● EXERCISE PROMPT
Put the material below into a JSON list of strings, one string per line, from its first line through the line containing "802 376 L 815". Leave out any blank lines.

● RECORDS FOR PROCESSING
++++++++++
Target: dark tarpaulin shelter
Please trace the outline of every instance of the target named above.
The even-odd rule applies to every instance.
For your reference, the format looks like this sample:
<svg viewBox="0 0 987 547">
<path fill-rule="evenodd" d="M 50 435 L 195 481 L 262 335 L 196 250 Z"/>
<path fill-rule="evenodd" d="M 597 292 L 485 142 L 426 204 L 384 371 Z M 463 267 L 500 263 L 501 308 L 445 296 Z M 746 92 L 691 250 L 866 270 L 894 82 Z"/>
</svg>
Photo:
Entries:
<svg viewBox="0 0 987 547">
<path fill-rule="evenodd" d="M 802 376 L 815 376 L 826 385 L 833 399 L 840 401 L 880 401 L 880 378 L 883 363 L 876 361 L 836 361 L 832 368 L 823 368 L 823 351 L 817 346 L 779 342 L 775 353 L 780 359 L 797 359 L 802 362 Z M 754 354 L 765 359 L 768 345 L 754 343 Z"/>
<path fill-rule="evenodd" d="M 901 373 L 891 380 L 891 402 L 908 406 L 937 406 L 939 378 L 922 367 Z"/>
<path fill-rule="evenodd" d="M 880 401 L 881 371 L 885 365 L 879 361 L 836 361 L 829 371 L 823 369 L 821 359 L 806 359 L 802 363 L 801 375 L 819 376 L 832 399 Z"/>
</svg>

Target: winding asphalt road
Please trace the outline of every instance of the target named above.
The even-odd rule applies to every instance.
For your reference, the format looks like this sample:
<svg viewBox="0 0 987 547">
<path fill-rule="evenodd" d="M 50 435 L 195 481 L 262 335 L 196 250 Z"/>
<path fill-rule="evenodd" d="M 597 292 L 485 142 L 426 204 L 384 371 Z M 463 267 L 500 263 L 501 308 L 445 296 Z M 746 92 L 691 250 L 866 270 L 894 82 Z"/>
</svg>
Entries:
++++++++++
● COMPLETED EXERCISE
[
  "Target: dark tarpaulin shelter",
  "Please trace the outline of every instance of the target named above.",
  "The even-odd rule applies to every instance.",
  "For your reference, the format looks like this sample:",
  "<svg viewBox=\"0 0 987 547\">",
  "<path fill-rule=\"evenodd\" d=\"M 50 435 L 195 481 L 262 335 L 196 250 Z\"/>",
  "<path fill-rule=\"evenodd\" d=\"M 597 292 L 485 142 L 426 204 L 384 371 Z M 463 267 L 500 263 L 501 308 L 445 296 Z M 746 92 L 691 250 L 866 270 L 894 82 Z\"/>",
  "</svg>",
  "Photo:",
  "Entries:",
  "<svg viewBox=\"0 0 987 547\">",
  "<path fill-rule=\"evenodd\" d=\"M 802 376 L 815 376 L 826 385 L 833 399 L 840 401 L 880 401 L 880 378 L 883 363 L 876 361 L 836 361 L 832 368 L 823 368 L 823 351 L 817 346 L 779 342 L 775 353 L 780 359 L 797 359 L 802 362 Z M 754 354 L 765 359 L 768 345 L 754 343 Z\"/>"
]